● WHAT TO WORK ON
Copy out the material below in full, but not its images.

● SUPPLIED DATA
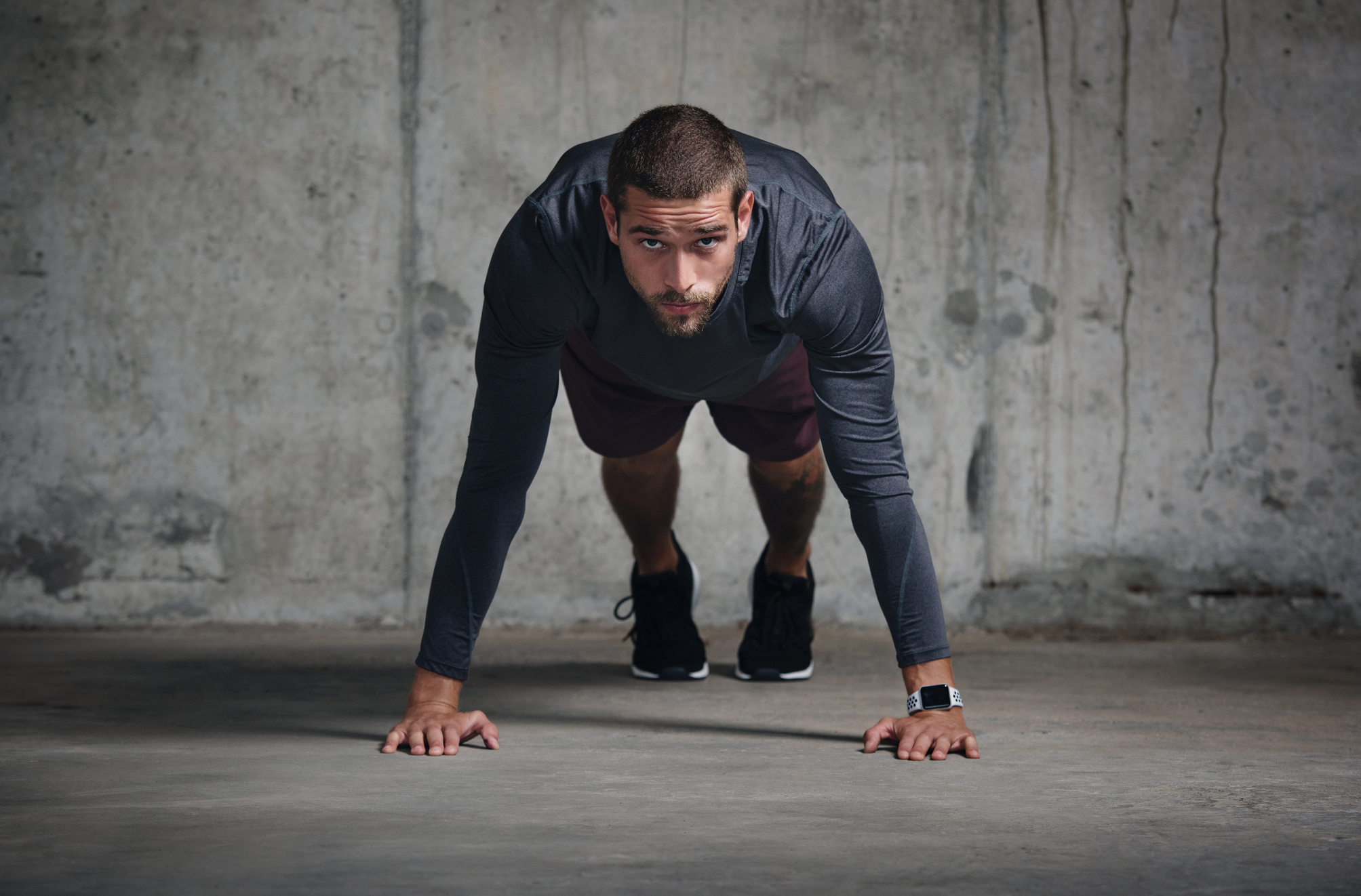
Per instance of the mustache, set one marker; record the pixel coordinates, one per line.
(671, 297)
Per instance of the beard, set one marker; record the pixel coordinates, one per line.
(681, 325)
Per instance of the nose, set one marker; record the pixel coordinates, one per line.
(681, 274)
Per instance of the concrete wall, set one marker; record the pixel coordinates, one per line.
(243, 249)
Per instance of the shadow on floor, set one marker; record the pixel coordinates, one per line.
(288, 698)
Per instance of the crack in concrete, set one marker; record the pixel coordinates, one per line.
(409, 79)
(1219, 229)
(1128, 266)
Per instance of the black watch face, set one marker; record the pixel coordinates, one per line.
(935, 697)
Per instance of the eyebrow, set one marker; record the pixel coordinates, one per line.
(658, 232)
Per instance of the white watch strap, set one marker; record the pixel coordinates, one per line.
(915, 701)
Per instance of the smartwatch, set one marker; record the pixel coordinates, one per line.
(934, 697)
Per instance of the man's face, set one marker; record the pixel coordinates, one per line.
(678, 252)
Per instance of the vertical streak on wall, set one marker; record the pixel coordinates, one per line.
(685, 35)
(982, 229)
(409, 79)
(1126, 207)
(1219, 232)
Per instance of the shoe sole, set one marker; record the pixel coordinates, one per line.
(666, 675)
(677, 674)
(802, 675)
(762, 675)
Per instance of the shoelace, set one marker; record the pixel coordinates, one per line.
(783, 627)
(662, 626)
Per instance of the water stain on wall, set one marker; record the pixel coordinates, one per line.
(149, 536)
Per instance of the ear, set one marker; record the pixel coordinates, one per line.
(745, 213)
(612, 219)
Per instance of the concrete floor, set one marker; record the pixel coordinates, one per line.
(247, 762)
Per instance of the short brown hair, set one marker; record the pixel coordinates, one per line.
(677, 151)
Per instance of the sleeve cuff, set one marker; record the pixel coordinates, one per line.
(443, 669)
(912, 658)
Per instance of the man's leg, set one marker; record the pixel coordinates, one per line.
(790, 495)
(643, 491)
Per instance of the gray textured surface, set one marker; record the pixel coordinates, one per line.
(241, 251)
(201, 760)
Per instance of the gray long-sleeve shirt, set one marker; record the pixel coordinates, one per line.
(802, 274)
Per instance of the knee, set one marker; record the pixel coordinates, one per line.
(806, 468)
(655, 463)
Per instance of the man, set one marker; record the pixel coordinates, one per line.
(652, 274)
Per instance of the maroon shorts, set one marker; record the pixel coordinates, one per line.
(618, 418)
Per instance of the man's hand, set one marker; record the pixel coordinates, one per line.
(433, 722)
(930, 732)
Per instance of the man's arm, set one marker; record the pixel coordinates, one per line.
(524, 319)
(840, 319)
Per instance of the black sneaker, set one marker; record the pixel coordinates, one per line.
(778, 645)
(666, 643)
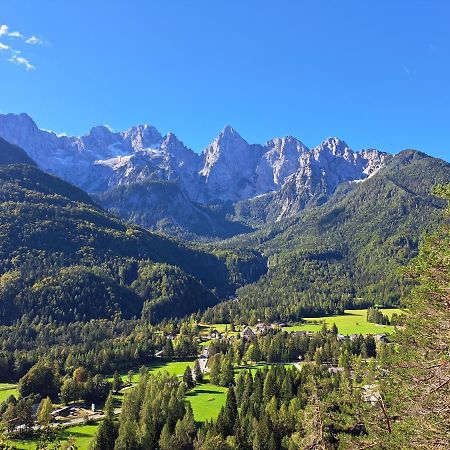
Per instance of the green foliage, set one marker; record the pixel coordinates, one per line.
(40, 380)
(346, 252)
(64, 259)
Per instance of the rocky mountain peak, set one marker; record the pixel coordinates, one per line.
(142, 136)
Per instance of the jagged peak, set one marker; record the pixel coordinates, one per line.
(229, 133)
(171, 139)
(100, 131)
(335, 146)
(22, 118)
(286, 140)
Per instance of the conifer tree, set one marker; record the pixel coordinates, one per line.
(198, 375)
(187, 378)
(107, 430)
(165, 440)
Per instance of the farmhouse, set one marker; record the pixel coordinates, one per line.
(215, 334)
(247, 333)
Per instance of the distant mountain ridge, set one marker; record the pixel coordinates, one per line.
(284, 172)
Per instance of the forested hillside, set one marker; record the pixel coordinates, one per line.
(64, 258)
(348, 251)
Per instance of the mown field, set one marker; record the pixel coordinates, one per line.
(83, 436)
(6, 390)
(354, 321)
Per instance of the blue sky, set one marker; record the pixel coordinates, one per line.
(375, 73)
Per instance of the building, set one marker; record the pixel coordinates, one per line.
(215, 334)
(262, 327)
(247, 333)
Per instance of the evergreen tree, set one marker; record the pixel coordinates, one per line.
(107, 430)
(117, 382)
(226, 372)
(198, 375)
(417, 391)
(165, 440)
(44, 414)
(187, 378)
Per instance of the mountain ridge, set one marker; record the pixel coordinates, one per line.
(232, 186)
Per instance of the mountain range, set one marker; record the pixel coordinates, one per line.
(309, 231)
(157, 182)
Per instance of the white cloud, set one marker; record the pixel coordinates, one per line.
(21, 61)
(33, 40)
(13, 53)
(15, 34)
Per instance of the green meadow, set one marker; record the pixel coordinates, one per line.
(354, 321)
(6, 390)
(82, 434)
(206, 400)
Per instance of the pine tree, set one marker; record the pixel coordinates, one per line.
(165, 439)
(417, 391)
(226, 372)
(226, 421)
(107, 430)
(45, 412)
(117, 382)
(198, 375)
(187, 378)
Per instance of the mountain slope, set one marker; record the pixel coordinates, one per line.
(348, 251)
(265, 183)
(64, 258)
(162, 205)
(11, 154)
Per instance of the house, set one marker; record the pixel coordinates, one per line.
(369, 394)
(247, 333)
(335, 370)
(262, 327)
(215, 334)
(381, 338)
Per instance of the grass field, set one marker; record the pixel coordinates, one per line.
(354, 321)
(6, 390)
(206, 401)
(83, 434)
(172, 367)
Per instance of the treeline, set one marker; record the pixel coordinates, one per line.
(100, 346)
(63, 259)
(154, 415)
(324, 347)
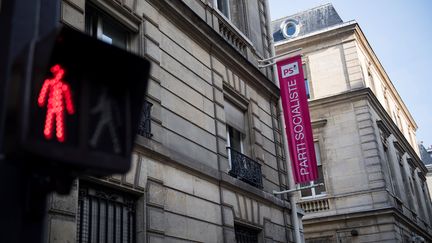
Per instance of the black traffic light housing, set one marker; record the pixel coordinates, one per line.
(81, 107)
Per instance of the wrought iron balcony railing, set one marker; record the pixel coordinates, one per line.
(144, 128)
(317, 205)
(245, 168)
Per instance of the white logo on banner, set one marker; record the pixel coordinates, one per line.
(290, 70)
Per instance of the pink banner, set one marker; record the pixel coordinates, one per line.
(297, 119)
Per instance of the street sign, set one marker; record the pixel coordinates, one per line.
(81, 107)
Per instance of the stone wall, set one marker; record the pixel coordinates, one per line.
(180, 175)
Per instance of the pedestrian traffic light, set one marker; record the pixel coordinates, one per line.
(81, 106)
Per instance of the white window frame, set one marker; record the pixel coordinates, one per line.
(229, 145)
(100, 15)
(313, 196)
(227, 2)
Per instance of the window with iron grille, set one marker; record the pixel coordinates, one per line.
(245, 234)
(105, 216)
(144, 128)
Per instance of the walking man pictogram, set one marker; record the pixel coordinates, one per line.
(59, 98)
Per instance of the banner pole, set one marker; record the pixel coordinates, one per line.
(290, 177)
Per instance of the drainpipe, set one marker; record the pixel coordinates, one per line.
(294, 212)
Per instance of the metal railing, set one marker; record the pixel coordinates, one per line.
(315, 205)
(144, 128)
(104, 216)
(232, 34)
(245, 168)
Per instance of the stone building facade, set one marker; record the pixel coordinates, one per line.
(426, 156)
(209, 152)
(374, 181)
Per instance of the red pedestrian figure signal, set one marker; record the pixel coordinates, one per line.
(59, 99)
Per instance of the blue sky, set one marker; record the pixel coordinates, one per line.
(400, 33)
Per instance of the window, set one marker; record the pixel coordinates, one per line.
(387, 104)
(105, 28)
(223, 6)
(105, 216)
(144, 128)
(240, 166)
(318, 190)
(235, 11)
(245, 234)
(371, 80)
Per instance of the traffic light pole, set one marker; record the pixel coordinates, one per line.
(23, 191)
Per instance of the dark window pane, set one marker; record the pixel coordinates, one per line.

● ANSWER FOR THE TASK
Per instance of the mustache, set one marker; record the pixel coordinates, one per line.
(671, 297)
Per instance of the beard, set one marker; record the pixel coordinates, one per line.
(681, 325)
Per instance of the nose, set one marker; record the pixel coordinates, one per line.
(681, 274)
Per instance of the concrete wall, set one marker; record the pixel coordinates, one per line.
(243, 249)
Per instance of the shadow on floor, set one marker; record the pixel coordinates, one per line.
(288, 698)
Per instance of the crack in concrete, set one marker; record the pixel coordinates, one per line.
(409, 79)
(1219, 229)
(1128, 266)
Per instance of the black watch face, set one marker; record the pixel coordinates, one per line.
(935, 697)
Per instance of the eyebrow, set one marker; record the pixel coordinates, one per line.
(658, 232)
Per instance of the white watch strap, set one marker; record the pixel coordinates, one per line.
(915, 701)
Per instance of the smartwatch, set one marker; record the pixel coordinates, one per line.
(934, 697)
Per instance of the man's face, set one marker; record the pixel coordinates, one per line.
(678, 252)
Per instance of the vertical streak on wall, set one marker; record the pixel coordinates, one per line.
(685, 35)
(982, 229)
(409, 79)
(1126, 207)
(1219, 232)
Per instance of the shoe sole, set one marker; record the pixel coordinates, one per line.
(666, 675)
(677, 674)
(802, 675)
(762, 675)
Per instance of the shoelace, set one marker; record the pixel coordinates, one per line.
(783, 627)
(662, 626)
Per instance of the water stain on wall, set one marker; record the pixel coordinates, one per line.
(149, 536)
Per instance of the ear, set one marker; record the pixel coordinates, one per line.
(745, 213)
(612, 219)
Per instance of the concrete floor, set one marker; record the pixel coordinates, one per line.
(247, 762)
Per instance of the short brown hair, set one marker; record the pixel coordinates, one per line.
(677, 151)
Per instance of the sleeve cuff, set one marker; record the pixel coordinates, one per line.
(443, 669)
(912, 658)
Per instance of the man's leg, set one marker; record the pixel coordinates, one per line.
(790, 495)
(643, 491)
Per instance of the gray textured surface, set one marker; record the pixel coordinates, one per line.
(241, 251)
(201, 760)
Per instance of the gray long-sleeve shirt, set one marker; record the pixel coordinates, one per line.
(802, 274)
Per instance of the knee, set one marker; record the pixel coordinates, one per line.
(806, 468)
(655, 463)
Per instance of the man, set one marker; record the pixel coordinates, one per line.
(652, 274)
Per instance of the maroon shorts, set one marker; record the pixel coordinates, one per line.
(618, 418)
Per instance of the man's hand, set one marker; record the pixel coordinates, one per line.
(433, 722)
(930, 732)
Per instance of the man's arm, set one marker; record the pixel coordinates, one per line.
(524, 319)
(840, 319)
Per instance of the black sneaker, set one marker; record the pixel coordinates, one per line.
(778, 645)
(666, 643)
Per instance of the green foliage, set one marker; record the pixel coordinates, one per line.
(40, 380)
(346, 252)
(64, 259)
Per instance of the rocky mountain peak, set one marker; record the pixel coordinates, one per line.
(142, 136)
Per instance of the jagged peak, set one marker; record the pixel coordinates, one per line.
(229, 133)
(171, 139)
(100, 131)
(335, 146)
(22, 118)
(286, 140)
Per instance of the conifer tree, set one marker; record the pixel coordinates, one per line.
(198, 375)
(187, 378)
(107, 430)
(165, 440)
Per instance of the farmhouse, set one marker; record the pixel coordinates, one per line.
(215, 334)
(247, 333)
Per instance of the distant mountain ridge, set one marker; record the pixel coordinates, one per line.
(284, 172)
Per instance of the forested hillside, set one marker; record the pixel coordinates, one per line.
(64, 258)
(348, 251)
Per instance of the mown field, set one marker; record the pixel coordinates, one per line.
(83, 436)
(6, 390)
(354, 321)
Per instance of the blue sky, set one marker; record the pixel coordinates, one per line.
(375, 73)
Per instance of the building, set one marker; record the pixel coordinates, one per line.
(215, 334)
(262, 327)
(247, 333)
Per instance of the evergreen tree, set one marker; record the pixel coordinates, one per line.
(107, 430)
(117, 382)
(226, 372)
(198, 375)
(417, 391)
(165, 440)
(44, 414)
(187, 378)
Per instance of the mountain ridge, set one marker; record the pixel coordinates, one per line.
(232, 186)
Per instance of the mountain range, set one marker; record the pixel coordinates, one per line.
(309, 231)
(157, 182)
Per instance of the white cloud, set one marker; record the pixel coordinates, one per line.
(21, 61)
(33, 40)
(13, 53)
(15, 34)
Per instance of the green meadow, set one marker; record the pixel coordinates, one per line.
(354, 321)
(6, 390)
(82, 434)
(206, 400)
Per instance of the pine tree, set one marker; record the pixel coordinates, one per line.
(165, 439)
(417, 391)
(226, 372)
(226, 421)
(107, 430)
(45, 412)
(117, 382)
(198, 375)
(187, 378)
Per instance of the mountain slope, set one marker; record the pixel coordinates, one per line.
(348, 251)
(265, 183)
(64, 258)
(162, 205)
(11, 154)
Per instance of the house, set one marker; record the pixel coordinates, one per line.
(369, 394)
(247, 333)
(335, 370)
(262, 327)
(215, 334)
(381, 338)
Per instance of the grass field, set one marker; record the pixel coordinates, one per line.
(354, 321)
(6, 390)
(206, 401)
(83, 434)
(172, 367)
Per instance of the treeline, set one marker; record the pixel coordinates, one per line.
(100, 346)
(63, 259)
(154, 415)
(324, 347)
Per instance of the black traffic light housing, set one marker; record the pixel coordinates, one per line.
(81, 107)
Per instance of the wrought iron balcony railing, set one marker; record the pixel coordinates, one per line.
(144, 128)
(317, 205)
(245, 168)
Per instance of the white logo on banner, set one marker; record the pixel coordinates, one per line.
(290, 70)
Per instance of the pink banner, set one marker; record the pixel coordinates, one per line.
(297, 119)
Per instance of the street sign, set one marker; record the pixel coordinates, one per line.
(81, 107)
Per instance of the stone wall, set one marker; record the pixel coordinates, one per line.
(180, 175)
Per instance of the pedestrian traffic light, set one marker; record the pixel coordinates, one per line.
(81, 106)
Per instance of the white window frame, set one marker; record the pixel coordinates, one per line.
(229, 145)
(100, 15)
(313, 196)
(227, 2)
Per instance of the window with iron grille, set one marker; record the pixel coordinates, one per line.
(245, 234)
(105, 216)
(144, 128)
Per instance of the walking man pictogram, set one marker; record the pixel coordinates, one per line.
(59, 98)
Per instance of the banner pole, set one marker; record the pixel coordinates, one per line.
(290, 177)
Per instance of the drainpipe, set one marker; record the pixel coordinates, one per line.
(294, 212)
Per instance of the metal railing, set one marker; record the pixel coordinates, one per line.
(315, 205)
(144, 128)
(104, 216)
(232, 34)
(245, 168)
Per instance of the stone building facade, set one marker; record the pixel coordinates, one per line.
(426, 156)
(209, 152)
(374, 181)
Per instance of the red pedestrian figure signal, set one marker; record the pixel coordinates, one per line.
(59, 99)
Per instance of the blue sky, set one marker; record the pixel coordinates, one per line.
(400, 33)
Per instance of the window, set one marker; record the pixel coordinates, one per line.
(387, 104)
(105, 28)
(223, 6)
(105, 216)
(144, 128)
(240, 166)
(318, 190)
(235, 11)
(245, 234)
(371, 80)
Per instance of the traffic light pole, set one marker; record the pixel coordinates, one per line.
(23, 191)
Per instance of the dark window pane, set one marker; record the pixel coordinates, one per line.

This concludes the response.